Transcribe only part of the material below: the lines from the one containing "Query: clear sky" through the one containing "The component shall point out each instance of the blue", inclusive, exactly as written.

Data to process:
——
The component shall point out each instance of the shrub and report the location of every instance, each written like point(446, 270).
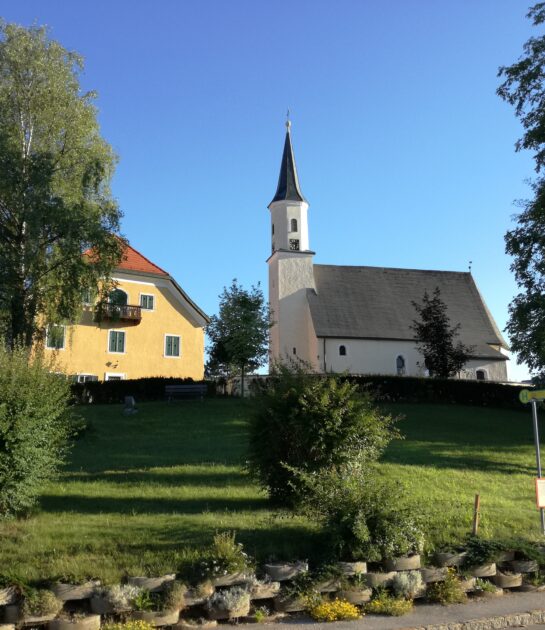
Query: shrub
point(449, 591)
point(40, 603)
point(336, 610)
point(385, 604)
point(35, 427)
point(310, 423)
point(407, 584)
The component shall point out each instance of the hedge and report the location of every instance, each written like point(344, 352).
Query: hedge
point(439, 390)
point(99, 392)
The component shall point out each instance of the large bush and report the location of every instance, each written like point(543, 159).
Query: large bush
point(35, 425)
point(309, 423)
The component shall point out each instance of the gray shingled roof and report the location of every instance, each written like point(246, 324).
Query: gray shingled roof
point(288, 183)
point(375, 303)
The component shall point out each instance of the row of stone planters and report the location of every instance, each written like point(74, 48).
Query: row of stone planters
point(230, 597)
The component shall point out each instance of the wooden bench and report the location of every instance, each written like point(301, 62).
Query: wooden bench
point(187, 390)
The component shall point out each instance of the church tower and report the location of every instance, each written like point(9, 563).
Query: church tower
point(290, 266)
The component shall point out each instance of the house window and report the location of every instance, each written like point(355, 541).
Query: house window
point(54, 339)
point(85, 378)
point(146, 302)
point(118, 297)
point(172, 346)
point(116, 341)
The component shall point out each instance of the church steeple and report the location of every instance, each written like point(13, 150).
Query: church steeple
point(288, 188)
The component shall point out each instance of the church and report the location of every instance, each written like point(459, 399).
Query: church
point(358, 319)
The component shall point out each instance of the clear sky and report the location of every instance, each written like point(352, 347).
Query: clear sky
point(404, 152)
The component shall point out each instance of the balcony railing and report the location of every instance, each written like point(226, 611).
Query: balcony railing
point(107, 311)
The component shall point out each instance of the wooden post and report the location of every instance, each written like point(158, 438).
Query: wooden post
point(476, 510)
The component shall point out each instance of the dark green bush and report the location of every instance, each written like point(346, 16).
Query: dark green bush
point(35, 426)
point(309, 423)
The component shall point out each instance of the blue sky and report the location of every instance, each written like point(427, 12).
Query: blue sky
point(404, 151)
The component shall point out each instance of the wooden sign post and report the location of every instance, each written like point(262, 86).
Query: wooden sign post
point(527, 396)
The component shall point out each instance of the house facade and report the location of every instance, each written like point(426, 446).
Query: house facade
point(148, 327)
point(358, 319)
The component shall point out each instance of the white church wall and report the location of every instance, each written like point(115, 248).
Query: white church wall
point(370, 356)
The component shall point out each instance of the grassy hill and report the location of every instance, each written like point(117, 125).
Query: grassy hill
point(141, 491)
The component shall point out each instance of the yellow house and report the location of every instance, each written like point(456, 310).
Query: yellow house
point(149, 327)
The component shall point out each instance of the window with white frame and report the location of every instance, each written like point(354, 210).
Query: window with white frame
point(54, 339)
point(116, 341)
point(172, 346)
point(147, 302)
——
Solution for this task:
Query: clear sky
point(404, 152)
The component shall point out each instance of the balcony railing and report the location of every instance, each written like point(226, 611).
Query: balcony railing
point(107, 311)
The component shall point out each instance of the wooden post and report the location of every instance, each written like point(158, 438).
Query: wooden post
point(476, 510)
The component shall point out each instance of the dark green bush and report the location of every instance, each written like point(346, 16).
Query: dark green bush
point(35, 426)
point(309, 423)
The component shall point out each instance of the blue sky and report the location of every instance, each written like point(427, 12).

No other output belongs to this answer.